The required output is the exact sequence of lines from the line holding "Target: bicycle symbol on sign" to the end of the records, inclusive.
Segment Open
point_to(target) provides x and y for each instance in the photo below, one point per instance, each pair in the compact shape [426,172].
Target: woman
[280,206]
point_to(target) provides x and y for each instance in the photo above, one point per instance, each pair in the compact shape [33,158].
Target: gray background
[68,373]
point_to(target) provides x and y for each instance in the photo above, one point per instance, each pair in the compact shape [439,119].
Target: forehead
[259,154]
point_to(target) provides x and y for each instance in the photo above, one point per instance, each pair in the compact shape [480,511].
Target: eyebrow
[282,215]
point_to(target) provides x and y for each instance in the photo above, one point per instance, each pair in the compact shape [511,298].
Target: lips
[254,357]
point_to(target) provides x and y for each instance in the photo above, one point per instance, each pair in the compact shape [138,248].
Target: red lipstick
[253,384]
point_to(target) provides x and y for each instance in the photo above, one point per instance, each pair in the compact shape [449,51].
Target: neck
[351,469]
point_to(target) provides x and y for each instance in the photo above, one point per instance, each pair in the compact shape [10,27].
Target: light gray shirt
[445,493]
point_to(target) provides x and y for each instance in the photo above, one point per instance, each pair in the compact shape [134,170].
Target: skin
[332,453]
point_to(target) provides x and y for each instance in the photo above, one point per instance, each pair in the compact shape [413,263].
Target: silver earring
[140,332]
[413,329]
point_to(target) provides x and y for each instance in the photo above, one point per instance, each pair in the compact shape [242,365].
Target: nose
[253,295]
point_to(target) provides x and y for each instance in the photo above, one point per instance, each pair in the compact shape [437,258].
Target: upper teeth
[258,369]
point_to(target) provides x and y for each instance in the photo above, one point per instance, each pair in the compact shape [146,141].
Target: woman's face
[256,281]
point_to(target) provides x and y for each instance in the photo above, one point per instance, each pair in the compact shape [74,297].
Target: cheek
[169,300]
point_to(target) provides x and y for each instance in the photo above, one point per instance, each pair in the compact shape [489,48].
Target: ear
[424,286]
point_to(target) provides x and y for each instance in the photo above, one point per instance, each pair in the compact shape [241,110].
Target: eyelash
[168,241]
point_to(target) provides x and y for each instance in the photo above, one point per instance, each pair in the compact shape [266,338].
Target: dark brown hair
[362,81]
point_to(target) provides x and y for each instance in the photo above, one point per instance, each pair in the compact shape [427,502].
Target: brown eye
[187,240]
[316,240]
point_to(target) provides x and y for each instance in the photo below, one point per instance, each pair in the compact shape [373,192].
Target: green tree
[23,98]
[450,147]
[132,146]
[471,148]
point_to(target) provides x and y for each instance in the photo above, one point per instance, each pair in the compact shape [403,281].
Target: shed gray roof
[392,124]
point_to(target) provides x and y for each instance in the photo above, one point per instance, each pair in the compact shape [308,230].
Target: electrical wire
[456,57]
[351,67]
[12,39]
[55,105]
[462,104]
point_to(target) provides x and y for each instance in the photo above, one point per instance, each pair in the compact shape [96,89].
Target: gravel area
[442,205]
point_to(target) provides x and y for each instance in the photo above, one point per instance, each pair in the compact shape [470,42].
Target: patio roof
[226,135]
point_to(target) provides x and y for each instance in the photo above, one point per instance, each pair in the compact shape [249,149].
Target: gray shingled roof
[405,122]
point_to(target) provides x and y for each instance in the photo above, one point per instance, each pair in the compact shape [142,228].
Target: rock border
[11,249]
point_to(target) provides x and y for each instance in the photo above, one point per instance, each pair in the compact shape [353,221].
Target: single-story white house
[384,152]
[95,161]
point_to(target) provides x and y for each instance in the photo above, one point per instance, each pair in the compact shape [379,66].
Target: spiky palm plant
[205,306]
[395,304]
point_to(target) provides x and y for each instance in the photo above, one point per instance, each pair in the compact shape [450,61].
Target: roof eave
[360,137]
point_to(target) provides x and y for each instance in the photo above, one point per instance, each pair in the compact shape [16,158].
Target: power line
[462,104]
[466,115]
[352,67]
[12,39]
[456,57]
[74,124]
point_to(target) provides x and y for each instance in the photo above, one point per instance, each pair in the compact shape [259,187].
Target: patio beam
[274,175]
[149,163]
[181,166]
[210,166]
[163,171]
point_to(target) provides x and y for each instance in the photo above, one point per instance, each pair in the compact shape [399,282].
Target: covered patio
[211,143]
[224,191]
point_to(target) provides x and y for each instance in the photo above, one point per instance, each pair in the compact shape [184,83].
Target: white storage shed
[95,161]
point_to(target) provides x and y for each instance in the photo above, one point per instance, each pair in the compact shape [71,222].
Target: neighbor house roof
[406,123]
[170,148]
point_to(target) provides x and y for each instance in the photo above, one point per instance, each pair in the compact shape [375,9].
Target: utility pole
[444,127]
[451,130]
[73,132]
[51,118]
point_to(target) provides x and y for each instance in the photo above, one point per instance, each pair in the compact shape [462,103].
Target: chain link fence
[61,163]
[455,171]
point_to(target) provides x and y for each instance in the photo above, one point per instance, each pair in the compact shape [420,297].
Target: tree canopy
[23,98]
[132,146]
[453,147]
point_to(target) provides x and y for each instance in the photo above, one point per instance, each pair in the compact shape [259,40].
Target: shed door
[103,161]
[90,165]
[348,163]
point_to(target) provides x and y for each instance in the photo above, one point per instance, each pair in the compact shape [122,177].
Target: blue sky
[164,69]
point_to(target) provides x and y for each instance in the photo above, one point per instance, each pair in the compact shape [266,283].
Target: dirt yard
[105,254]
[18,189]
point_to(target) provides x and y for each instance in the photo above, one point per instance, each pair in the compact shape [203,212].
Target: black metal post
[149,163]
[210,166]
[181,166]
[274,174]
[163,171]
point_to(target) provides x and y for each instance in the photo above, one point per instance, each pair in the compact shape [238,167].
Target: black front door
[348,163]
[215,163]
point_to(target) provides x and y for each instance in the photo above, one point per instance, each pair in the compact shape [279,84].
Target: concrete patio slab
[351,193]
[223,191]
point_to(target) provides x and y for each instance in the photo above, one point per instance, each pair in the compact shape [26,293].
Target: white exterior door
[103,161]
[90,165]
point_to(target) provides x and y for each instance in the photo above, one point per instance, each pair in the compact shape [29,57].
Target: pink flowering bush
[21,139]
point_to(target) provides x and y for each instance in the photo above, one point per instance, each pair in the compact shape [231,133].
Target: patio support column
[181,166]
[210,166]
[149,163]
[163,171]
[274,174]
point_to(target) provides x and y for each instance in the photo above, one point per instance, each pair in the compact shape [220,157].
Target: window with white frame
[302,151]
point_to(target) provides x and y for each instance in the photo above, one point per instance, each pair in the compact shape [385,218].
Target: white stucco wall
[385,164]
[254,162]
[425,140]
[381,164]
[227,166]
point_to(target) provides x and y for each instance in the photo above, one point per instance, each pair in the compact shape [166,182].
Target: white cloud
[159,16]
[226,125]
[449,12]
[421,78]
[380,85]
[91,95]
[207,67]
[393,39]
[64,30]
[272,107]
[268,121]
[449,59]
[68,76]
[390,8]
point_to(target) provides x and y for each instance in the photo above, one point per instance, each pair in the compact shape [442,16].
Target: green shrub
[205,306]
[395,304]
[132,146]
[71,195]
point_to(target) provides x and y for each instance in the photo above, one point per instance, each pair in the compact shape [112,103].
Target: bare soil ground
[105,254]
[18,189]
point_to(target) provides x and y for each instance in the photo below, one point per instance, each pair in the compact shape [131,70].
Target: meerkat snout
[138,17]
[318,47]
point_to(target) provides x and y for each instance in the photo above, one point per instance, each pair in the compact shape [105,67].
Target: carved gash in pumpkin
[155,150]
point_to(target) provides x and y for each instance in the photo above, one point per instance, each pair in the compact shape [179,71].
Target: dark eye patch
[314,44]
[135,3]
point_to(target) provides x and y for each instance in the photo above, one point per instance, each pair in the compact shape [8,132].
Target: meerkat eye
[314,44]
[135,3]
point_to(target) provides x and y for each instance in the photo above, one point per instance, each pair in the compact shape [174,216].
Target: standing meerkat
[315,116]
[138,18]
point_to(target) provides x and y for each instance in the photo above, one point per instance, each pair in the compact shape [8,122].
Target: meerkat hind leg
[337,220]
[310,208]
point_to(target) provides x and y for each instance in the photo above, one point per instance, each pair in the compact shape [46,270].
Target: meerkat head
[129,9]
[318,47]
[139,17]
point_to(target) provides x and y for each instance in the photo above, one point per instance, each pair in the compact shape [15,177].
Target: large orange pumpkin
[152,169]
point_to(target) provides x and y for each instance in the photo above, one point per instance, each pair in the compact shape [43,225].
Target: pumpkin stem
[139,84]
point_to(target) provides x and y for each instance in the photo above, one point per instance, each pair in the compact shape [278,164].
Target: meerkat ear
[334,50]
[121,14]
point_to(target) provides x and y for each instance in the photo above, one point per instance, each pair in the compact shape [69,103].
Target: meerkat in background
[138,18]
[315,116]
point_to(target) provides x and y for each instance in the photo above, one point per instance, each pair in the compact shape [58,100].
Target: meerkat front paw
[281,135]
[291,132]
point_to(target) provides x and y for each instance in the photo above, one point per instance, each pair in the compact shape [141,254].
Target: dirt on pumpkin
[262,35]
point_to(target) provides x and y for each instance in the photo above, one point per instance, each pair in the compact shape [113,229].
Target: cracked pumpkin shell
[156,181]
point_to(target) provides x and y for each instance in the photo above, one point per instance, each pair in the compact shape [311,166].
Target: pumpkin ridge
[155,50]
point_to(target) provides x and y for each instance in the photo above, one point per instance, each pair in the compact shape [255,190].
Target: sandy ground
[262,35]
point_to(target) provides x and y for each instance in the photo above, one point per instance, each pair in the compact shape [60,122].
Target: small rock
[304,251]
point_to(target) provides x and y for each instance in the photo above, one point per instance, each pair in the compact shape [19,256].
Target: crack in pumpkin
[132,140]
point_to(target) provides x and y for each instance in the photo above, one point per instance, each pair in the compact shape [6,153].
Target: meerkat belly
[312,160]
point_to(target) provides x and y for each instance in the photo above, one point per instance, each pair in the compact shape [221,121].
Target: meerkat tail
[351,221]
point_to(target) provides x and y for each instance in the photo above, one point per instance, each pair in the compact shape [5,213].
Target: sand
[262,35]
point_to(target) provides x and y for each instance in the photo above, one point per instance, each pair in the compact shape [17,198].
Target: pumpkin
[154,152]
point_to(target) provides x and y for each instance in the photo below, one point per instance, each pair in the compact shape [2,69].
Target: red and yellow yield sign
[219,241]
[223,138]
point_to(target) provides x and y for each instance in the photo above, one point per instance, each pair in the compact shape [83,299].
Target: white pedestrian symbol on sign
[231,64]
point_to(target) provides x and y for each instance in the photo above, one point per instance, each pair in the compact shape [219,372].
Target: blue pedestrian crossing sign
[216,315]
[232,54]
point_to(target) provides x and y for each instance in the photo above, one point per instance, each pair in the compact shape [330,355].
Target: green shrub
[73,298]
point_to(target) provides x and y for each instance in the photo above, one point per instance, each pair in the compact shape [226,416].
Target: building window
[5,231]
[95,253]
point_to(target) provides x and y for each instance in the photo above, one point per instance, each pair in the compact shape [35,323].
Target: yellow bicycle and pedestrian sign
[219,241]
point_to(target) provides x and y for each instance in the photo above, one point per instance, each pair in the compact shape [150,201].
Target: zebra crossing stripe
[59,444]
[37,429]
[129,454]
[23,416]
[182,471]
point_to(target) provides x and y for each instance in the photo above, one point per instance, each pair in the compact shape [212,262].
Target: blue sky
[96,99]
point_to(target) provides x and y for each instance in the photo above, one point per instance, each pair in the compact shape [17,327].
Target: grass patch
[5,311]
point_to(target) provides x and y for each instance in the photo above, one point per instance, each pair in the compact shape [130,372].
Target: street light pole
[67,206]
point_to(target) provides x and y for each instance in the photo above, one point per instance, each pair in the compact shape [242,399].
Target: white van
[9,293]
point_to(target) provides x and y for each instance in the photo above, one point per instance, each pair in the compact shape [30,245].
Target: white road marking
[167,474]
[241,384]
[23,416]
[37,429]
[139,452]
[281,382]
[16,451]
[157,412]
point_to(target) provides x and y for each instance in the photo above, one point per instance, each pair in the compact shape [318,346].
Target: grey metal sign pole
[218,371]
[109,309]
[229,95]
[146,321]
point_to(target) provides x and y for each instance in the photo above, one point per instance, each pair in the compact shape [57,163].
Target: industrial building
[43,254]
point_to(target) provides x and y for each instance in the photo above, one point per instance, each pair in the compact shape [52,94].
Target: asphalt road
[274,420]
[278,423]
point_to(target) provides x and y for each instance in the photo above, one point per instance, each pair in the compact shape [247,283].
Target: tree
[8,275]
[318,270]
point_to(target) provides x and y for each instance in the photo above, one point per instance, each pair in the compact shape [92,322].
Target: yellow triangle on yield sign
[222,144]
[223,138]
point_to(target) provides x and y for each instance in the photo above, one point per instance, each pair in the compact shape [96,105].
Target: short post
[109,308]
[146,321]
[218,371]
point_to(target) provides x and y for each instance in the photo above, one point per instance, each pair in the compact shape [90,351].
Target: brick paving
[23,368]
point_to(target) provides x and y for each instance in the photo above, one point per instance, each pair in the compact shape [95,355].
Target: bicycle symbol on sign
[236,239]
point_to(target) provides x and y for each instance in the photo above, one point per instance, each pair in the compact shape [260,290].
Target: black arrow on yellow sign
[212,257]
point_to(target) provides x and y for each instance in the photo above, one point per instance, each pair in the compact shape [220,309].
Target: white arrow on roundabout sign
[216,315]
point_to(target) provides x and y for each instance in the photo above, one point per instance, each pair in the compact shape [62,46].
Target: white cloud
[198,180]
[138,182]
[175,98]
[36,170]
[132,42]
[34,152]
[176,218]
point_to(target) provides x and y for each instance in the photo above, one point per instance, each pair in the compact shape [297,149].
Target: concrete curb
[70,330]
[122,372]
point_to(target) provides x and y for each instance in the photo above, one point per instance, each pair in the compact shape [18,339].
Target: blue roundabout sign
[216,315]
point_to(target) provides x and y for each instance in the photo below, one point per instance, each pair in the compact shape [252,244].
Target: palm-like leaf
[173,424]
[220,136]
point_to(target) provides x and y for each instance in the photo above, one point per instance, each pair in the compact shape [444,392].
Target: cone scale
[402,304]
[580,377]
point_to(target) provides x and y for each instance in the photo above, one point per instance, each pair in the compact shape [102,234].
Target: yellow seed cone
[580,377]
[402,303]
Segment Closed
* SOLVED EXERCISE *
Target: bicycle symbol on sign
[236,239]
point_to(target) provides x and y for each instance in the photo above, one point per instance, each pair in the compact shape [260,290].
Target: black arrow on yellow sign
[212,257]
point_to(target) provides x and y for each instance in the photo above, one point per instance, each pair in the compact shape [220,309].
Target: white arrow on roundabout sign
[216,315]
point_to(target) provides x and y for each instance in the photo above, one point per instance, each pair in the compact shape [62,46].
Target: white cloud
[198,180]
[138,182]
[175,98]
[36,170]
[132,42]
[34,152]
[176,218]
point_to(target) provides x and y for each instance in the photo above, one point per instance, each pair in the compact shape [297,149].
Target: concrete curb
[70,330]
[122,372]
point_to(target) provides x and y for each instance in the photo above, one point per instance, each pair in the compact shape [18,339].
Target: blue roundabout sign
[216,315]
point_to(target) provides x and y for each instance in the photo below, one point per instance, each pair in the compact shape [252,244].
Target: palm-like leaf
[173,424]
[220,136]
point_to(target) provides x and y for each instance in the photo above, one point per instance, each pair in the compact shape [444,392].
Target: cone scale
[402,304]
[580,377]
point_to(target) provides x and y for each instance in the photo above, one point per instance, each pair in the compact shape [102,234].
Target: yellow seed cone
[580,377]
[402,303]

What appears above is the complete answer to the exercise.